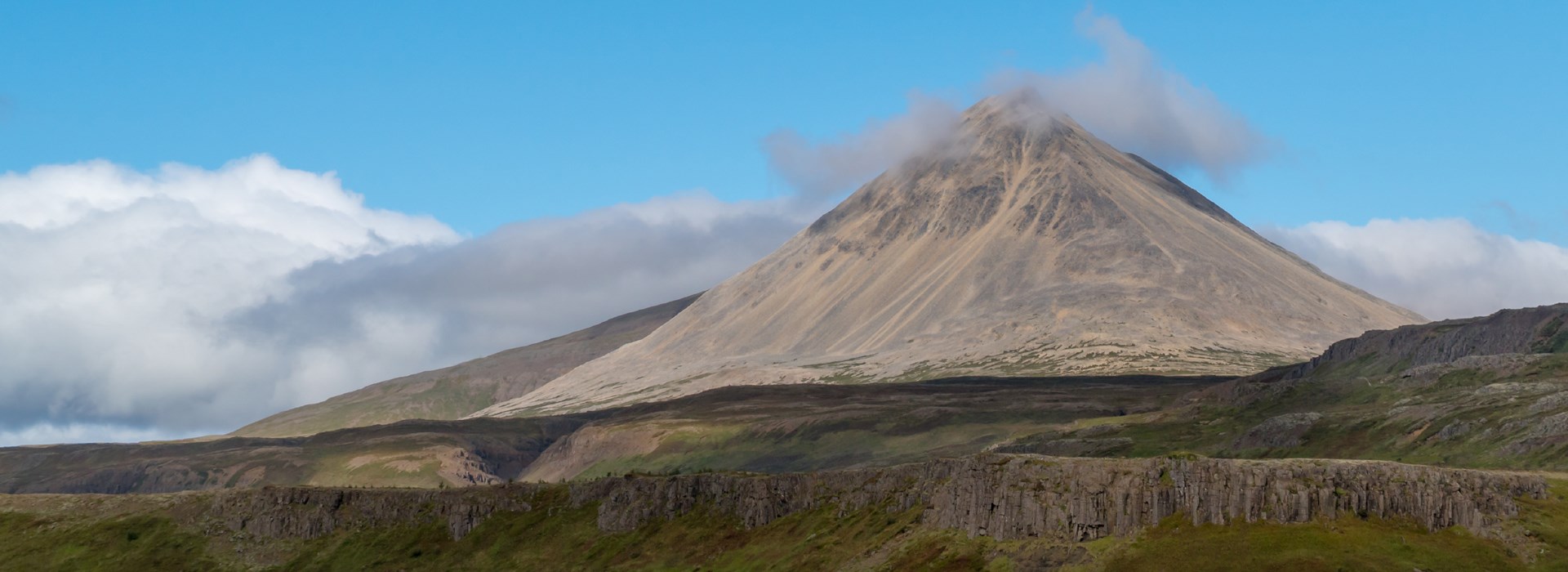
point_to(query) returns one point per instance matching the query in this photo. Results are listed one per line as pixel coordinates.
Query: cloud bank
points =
(185, 302)
(1441, 268)
(1128, 99)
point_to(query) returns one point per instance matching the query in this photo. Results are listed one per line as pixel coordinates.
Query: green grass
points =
(555, 536)
(138, 543)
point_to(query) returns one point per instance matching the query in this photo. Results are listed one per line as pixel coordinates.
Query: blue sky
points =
(482, 114)
(184, 249)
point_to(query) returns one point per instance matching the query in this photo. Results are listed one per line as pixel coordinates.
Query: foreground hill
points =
(1024, 248)
(1479, 392)
(756, 428)
(470, 386)
(987, 513)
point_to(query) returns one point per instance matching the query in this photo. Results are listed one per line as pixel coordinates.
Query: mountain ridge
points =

* **Requirement**: Rewrite all of the material above with "pixel coordinates" swapped for "image coordinates" wherever it occurs, leaving everything else unchanged. Omit the pictures from your answer.

* **Answer in full**:
point_to(query) returns one point per instance matching the query in this photo. Results are listed one per line as image coordinates.
Query: cloud bank
points =
(185, 302)
(1441, 268)
(1128, 99)
point_to(query) returns one point per instance matching the query in this photo. Results are listed one per line as image coordinates.
Query: green grass
points =
(555, 536)
(138, 543)
point_to(query) returns one point per instance matching the query in this photo. Results are listed one per line as image coordinates.
Query: blue sky
points =
(482, 114)
(184, 249)
point_to(query) returns one point per instance matching the query in this photo. Results are listed one per line as image coordinates.
Query: foreground hill
points =
(1024, 248)
(1479, 392)
(756, 428)
(470, 386)
(987, 513)
point_to(query) returns one point per instance matching the query in this photo. Results are listed one per line as image coordinates.
Query: mountain ridge
points =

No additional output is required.